### WORK REQUIRED
Output exactly the lines from the one holding "832L939 854L1061 844L1233" through the final line of the entries.

%%

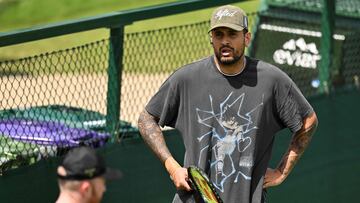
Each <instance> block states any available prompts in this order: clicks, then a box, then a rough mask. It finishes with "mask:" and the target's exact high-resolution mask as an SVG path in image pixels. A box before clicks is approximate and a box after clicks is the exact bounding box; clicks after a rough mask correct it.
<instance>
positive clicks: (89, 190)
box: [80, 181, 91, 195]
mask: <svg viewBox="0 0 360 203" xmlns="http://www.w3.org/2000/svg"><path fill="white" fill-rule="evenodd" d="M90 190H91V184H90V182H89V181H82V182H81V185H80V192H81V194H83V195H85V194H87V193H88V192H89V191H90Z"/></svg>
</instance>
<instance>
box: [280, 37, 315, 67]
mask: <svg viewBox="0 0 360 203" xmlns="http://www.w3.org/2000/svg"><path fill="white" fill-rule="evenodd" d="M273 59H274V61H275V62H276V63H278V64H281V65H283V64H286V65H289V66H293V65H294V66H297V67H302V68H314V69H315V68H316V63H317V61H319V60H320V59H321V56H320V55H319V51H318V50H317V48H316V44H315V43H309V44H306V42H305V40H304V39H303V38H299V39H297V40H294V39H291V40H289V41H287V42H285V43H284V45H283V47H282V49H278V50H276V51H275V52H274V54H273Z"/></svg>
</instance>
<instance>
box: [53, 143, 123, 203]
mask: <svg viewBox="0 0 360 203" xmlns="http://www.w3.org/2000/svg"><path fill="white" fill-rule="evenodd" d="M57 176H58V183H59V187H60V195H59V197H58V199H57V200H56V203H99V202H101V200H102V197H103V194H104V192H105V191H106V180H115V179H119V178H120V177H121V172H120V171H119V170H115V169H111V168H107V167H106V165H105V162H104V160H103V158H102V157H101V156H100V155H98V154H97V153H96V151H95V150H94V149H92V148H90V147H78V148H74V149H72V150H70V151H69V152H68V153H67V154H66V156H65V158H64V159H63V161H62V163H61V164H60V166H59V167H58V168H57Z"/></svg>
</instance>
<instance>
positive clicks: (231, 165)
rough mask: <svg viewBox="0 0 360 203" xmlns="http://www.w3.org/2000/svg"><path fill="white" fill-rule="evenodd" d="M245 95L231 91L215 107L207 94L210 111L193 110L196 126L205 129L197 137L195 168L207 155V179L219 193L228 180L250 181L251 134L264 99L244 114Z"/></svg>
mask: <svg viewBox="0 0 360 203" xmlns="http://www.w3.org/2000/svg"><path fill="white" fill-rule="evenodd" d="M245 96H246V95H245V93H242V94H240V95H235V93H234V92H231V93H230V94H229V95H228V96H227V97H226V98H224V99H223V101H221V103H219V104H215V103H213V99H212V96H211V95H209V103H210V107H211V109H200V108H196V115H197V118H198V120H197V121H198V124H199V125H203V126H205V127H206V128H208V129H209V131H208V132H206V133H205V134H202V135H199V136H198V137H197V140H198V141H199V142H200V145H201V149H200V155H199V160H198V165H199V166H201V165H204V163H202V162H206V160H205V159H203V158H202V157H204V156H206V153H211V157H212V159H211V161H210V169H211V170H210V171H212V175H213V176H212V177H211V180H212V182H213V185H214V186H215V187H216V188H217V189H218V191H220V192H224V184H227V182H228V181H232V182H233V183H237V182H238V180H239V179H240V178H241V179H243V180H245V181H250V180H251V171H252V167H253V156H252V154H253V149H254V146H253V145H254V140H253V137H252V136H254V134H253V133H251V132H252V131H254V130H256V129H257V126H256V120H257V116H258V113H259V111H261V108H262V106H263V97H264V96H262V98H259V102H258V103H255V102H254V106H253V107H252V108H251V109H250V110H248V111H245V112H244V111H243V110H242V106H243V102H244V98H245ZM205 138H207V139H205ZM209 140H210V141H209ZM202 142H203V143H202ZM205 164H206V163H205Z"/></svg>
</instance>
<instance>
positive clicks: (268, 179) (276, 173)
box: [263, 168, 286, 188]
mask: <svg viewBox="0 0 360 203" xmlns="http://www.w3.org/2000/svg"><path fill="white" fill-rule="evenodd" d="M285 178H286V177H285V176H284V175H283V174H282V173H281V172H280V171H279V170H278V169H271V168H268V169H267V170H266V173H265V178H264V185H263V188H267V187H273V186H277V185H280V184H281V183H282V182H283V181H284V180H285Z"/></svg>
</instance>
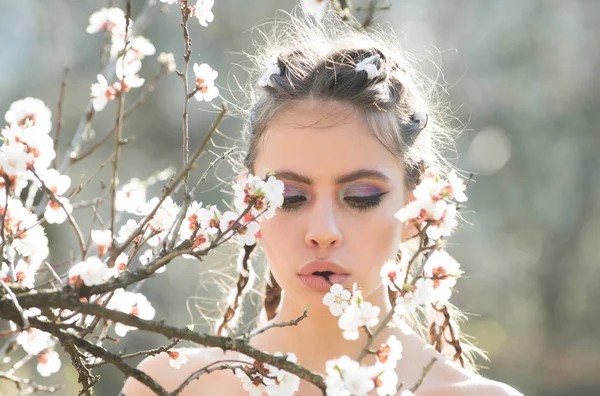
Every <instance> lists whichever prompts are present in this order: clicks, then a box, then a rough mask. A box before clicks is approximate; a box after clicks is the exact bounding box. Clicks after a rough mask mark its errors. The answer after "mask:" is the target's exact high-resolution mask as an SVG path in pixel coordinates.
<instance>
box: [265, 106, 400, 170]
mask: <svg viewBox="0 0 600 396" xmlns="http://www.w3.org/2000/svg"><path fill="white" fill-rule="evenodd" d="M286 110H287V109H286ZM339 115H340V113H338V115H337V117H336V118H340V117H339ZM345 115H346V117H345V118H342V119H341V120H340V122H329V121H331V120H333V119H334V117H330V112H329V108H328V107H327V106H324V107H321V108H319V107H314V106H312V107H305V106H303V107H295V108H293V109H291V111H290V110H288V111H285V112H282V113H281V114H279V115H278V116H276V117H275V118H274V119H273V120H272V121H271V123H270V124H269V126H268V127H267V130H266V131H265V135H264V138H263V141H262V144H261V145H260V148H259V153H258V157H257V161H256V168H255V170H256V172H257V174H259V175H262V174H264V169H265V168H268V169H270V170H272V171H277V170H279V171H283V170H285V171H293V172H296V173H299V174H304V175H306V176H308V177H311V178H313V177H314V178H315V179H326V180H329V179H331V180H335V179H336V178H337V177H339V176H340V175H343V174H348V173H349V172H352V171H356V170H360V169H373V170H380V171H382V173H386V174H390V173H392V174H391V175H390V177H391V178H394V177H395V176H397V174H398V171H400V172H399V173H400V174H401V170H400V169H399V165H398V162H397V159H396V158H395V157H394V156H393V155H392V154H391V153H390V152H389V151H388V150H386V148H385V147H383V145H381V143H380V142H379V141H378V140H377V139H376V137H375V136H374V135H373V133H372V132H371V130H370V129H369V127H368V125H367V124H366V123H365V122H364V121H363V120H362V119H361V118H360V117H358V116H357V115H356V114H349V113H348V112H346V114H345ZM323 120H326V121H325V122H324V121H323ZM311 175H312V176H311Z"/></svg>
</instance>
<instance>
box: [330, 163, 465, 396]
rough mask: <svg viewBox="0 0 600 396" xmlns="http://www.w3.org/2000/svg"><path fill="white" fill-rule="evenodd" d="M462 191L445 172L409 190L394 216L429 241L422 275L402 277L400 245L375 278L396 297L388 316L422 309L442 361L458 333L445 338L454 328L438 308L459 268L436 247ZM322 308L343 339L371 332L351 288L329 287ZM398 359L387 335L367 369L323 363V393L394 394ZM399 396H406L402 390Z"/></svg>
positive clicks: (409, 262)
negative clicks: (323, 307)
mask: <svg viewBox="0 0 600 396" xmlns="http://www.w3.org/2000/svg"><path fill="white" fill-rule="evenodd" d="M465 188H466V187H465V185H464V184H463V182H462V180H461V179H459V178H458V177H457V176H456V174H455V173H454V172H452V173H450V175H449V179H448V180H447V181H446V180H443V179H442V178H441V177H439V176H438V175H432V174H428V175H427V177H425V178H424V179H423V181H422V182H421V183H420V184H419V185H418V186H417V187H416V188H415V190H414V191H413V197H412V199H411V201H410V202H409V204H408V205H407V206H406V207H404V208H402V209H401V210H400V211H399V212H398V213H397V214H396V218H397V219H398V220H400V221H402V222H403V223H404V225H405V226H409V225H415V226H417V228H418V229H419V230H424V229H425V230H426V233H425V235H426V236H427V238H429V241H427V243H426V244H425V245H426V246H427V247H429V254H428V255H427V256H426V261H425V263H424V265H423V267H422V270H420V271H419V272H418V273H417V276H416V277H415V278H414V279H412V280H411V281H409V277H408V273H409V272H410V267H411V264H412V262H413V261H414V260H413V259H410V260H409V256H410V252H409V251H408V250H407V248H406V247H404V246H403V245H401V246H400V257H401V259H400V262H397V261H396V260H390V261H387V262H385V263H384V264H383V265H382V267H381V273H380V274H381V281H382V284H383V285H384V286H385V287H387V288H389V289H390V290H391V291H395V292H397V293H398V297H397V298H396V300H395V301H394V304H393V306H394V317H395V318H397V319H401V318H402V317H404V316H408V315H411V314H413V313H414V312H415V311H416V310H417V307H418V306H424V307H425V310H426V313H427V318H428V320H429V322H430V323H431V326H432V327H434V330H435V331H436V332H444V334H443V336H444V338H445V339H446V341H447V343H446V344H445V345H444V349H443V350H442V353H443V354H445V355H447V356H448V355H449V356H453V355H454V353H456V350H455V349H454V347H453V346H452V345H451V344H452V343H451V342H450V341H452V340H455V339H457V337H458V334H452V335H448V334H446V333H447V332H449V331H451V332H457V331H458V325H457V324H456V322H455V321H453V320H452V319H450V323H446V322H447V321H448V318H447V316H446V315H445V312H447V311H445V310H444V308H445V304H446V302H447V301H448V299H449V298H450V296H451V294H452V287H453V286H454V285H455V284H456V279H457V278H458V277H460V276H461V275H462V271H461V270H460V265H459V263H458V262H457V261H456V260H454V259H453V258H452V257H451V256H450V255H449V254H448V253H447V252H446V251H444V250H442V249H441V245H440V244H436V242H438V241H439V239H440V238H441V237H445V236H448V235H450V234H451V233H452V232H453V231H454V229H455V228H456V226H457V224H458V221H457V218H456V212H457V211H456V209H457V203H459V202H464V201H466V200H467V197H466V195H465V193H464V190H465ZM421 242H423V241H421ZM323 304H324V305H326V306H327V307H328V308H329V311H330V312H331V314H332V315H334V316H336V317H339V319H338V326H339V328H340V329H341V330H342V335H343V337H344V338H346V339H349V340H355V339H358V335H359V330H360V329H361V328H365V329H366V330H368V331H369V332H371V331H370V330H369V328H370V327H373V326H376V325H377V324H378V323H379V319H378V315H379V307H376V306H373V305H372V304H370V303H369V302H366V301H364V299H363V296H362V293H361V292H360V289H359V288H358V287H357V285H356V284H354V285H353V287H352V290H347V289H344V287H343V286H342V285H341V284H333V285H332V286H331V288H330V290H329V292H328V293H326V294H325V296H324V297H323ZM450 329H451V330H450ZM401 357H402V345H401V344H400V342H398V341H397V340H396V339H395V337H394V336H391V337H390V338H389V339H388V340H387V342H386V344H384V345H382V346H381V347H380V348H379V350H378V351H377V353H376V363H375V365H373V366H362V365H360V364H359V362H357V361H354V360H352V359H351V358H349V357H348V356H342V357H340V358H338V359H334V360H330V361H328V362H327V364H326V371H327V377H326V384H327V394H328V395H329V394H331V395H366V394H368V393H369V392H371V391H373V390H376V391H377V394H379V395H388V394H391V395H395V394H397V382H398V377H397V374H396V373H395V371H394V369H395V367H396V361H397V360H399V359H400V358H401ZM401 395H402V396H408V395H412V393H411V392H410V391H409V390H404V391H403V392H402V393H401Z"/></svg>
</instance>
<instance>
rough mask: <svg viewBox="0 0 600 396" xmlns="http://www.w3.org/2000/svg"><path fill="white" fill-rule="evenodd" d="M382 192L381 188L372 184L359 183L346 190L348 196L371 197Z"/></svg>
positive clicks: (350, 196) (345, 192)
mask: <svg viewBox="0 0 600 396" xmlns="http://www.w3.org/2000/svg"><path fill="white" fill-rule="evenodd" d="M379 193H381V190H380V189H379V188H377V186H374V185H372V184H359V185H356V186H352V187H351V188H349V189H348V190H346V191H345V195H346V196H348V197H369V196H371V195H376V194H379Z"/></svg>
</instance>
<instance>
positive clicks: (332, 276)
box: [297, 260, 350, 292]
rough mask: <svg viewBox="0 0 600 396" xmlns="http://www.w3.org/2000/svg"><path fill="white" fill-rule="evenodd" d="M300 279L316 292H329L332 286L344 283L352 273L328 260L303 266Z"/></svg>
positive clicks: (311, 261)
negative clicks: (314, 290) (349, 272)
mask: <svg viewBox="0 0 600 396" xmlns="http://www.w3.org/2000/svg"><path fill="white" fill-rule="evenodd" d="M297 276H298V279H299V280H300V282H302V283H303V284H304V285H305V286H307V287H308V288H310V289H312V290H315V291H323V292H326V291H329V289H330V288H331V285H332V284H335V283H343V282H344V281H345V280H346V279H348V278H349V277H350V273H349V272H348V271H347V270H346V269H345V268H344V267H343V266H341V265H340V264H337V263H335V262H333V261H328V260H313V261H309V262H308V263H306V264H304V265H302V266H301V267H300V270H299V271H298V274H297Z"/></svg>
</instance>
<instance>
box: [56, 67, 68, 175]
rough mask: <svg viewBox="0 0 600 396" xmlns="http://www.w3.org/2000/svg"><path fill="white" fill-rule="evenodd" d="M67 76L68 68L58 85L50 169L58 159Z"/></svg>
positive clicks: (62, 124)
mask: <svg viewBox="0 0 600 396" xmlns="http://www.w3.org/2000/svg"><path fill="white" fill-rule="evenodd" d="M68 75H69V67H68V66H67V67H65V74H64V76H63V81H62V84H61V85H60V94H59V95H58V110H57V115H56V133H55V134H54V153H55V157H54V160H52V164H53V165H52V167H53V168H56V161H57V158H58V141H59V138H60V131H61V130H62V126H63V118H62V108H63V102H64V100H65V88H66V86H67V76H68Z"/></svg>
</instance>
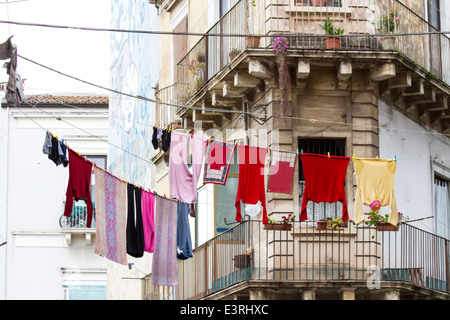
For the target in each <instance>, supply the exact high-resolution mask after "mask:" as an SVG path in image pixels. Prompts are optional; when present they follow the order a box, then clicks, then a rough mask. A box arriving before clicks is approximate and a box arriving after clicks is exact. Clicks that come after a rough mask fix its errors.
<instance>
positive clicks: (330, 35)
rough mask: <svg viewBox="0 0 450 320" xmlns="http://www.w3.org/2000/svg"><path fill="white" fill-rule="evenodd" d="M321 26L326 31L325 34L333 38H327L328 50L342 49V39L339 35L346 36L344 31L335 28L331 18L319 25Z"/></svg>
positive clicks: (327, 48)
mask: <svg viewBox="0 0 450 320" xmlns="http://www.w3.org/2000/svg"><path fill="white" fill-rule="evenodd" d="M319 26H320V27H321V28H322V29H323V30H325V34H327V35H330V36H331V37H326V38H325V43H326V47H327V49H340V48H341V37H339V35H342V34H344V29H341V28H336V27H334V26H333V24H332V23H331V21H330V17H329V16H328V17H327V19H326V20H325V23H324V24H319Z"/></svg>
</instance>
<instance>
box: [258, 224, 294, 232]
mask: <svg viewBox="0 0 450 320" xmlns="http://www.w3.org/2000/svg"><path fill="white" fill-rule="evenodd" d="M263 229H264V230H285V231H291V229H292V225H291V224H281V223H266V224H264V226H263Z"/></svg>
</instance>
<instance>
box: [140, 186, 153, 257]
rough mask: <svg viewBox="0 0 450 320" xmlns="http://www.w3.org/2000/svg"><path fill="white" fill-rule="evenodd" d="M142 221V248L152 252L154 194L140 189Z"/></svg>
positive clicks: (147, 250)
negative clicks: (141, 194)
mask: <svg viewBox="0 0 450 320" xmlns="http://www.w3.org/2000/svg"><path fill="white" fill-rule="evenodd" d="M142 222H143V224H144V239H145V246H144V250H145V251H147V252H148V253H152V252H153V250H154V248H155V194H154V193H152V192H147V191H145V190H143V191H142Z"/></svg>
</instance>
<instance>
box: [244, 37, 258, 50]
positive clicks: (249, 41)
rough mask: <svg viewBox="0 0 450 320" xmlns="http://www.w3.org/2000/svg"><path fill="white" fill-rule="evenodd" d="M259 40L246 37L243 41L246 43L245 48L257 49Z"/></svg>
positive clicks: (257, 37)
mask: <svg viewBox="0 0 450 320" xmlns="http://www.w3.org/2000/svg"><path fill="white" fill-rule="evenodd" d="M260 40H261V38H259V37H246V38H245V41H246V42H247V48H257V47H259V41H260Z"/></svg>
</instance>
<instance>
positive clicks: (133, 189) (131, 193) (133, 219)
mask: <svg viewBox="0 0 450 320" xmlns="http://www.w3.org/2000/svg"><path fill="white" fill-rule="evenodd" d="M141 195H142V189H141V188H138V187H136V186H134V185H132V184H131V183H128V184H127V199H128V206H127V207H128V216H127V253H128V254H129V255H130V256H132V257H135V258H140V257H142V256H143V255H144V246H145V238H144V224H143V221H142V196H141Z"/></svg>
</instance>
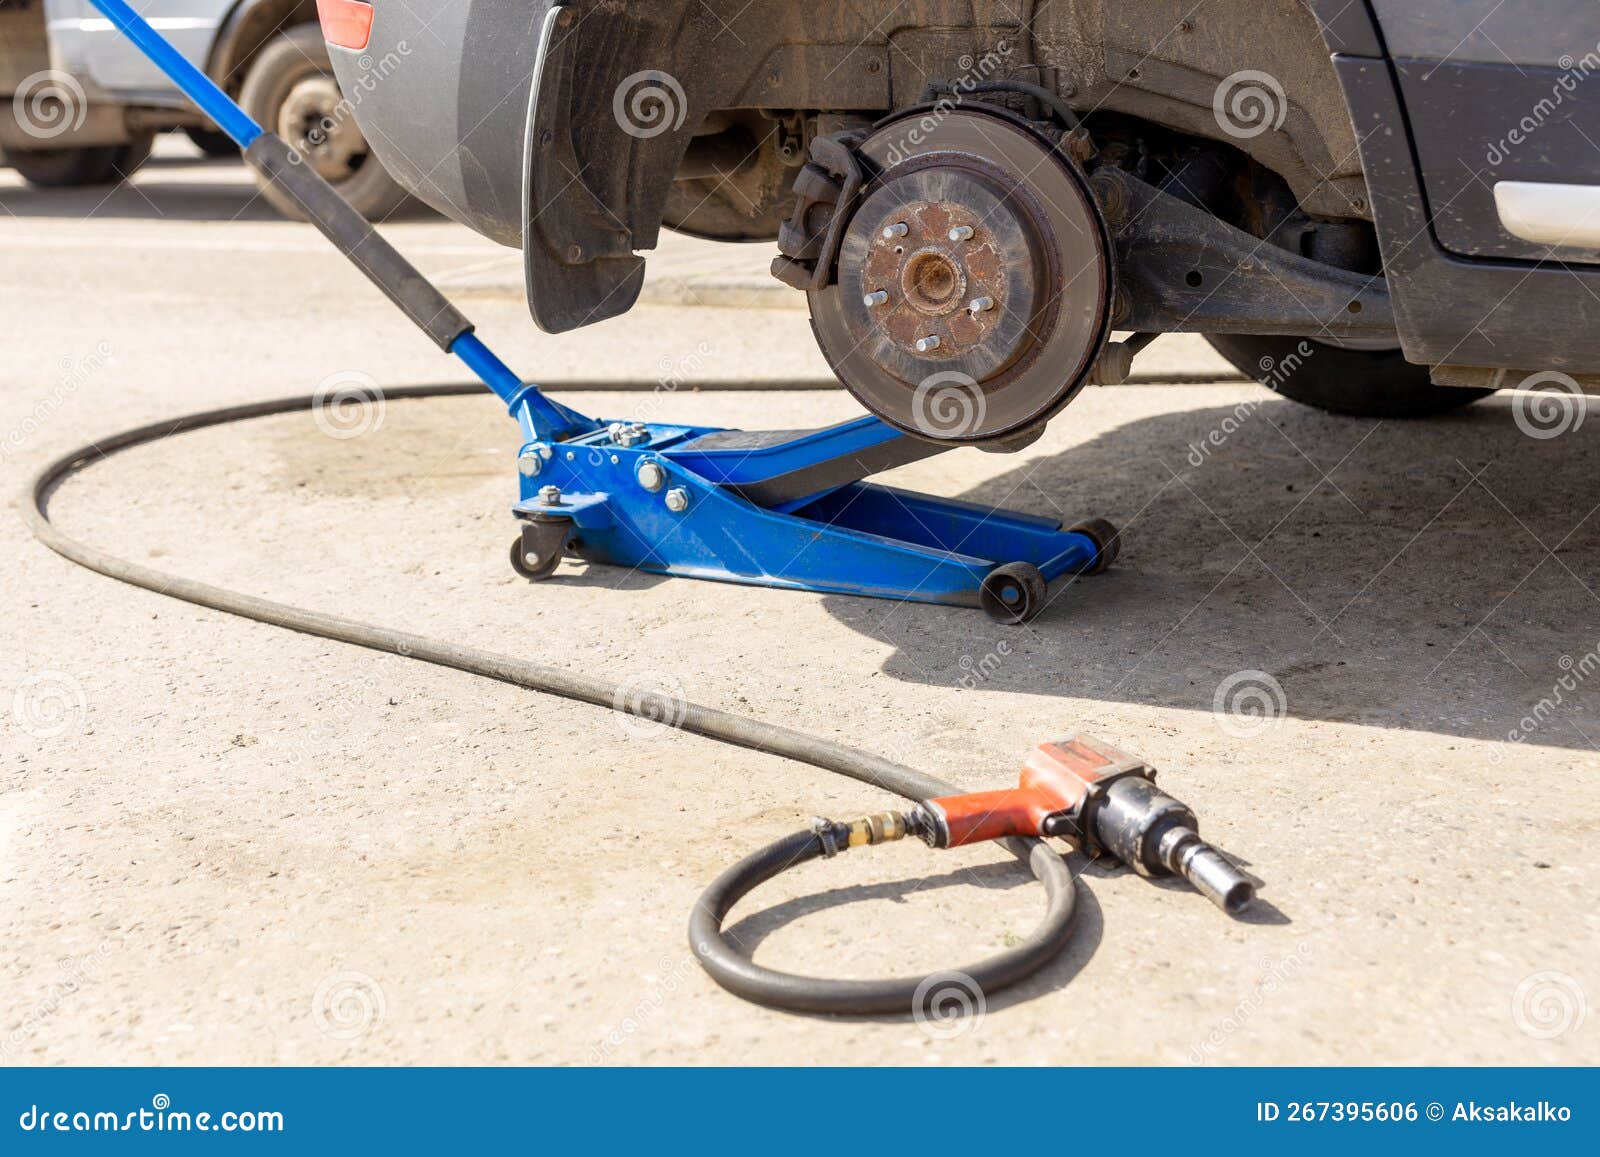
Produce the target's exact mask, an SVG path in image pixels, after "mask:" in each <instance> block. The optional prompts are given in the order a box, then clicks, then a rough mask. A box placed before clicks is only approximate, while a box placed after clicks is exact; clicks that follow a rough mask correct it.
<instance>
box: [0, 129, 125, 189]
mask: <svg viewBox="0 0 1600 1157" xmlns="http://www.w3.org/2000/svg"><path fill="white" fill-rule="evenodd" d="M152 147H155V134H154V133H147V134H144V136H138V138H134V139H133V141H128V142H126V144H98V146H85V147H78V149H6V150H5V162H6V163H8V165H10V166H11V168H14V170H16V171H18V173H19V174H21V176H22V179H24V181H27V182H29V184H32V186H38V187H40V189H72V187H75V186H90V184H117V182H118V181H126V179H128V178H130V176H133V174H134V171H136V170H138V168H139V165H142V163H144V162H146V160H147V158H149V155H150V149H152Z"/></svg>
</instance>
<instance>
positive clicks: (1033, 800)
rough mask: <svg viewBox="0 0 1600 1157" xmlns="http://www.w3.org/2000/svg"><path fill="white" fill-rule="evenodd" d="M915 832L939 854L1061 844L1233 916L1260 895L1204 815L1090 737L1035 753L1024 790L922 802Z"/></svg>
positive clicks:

%%

### SOLUTION FOR THIS PROBLEM
rough mask: <svg viewBox="0 0 1600 1157" xmlns="http://www.w3.org/2000/svg"><path fill="white" fill-rule="evenodd" d="M915 832L939 854L1061 844L1233 916L1260 895L1204 815L1090 737L1035 753L1024 790L922 802Z"/></svg>
positive clicks:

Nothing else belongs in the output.